What is needed
Reproduce the entire listing below exactly.

Entries shown

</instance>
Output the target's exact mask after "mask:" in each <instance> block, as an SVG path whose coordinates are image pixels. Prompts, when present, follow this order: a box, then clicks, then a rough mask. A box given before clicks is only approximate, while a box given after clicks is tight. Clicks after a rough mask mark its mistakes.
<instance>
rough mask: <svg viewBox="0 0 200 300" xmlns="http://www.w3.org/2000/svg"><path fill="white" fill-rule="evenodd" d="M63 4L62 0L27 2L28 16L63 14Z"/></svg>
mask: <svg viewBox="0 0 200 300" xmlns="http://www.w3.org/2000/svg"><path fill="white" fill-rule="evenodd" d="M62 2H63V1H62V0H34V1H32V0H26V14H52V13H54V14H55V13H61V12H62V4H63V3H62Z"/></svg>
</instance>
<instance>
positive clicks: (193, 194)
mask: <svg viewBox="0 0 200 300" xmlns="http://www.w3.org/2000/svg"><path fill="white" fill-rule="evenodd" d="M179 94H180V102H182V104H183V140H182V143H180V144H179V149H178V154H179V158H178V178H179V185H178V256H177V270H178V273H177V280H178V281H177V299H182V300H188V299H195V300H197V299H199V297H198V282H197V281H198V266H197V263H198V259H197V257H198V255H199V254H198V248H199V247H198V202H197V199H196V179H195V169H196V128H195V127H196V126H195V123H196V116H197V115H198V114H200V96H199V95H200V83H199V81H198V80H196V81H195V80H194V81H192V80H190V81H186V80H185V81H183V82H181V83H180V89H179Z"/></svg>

Written solution
</instance>
Output the target's exact mask after "mask:" in each <instance> block, as an SVG path whose coordinates are image pixels. Prompts, when present, follow this order: a box, then clicks, then a rough mask. A box given before clicks is only approximate, while a box given after clicks is tight. Clicks after a rough mask mark its mistakes.
<instance>
rough mask: <svg viewBox="0 0 200 300" xmlns="http://www.w3.org/2000/svg"><path fill="white" fill-rule="evenodd" d="M63 4L62 0L27 2L28 16L63 14Z"/></svg>
mask: <svg viewBox="0 0 200 300" xmlns="http://www.w3.org/2000/svg"><path fill="white" fill-rule="evenodd" d="M62 2H63V1H62V0H34V1H32V0H26V14H52V13H54V14H55V13H61V12H62V4H63V3H62Z"/></svg>
</instance>
<instance>
positive clicks: (193, 194)
mask: <svg viewBox="0 0 200 300" xmlns="http://www.w3.org/2000/svg"><path fill="white" fill-rule="evenodd" d="M179 94H180V102H182V104H183V140H182V143H180V144H179V149H178V154H179V158H178V178H179V185H178V256H177V270H178V273H177V280H178V281H177V299H182V300H188V299H195V300H197V299H199V297H198V282H197V281H198V266H197V263H198V259H197V257H198V255H199V254H198V248H199V247H198V202H197V199H196V179H195V169H196V128H195V127H196V126H195V123H196V116H197V115H198V114H200V96H199V95H200V83H199V81H198V80H196V81H195V80H194V81H192V80H190V81H186V80H185V81H183V82H181V83H180V89H179Z"/></svg>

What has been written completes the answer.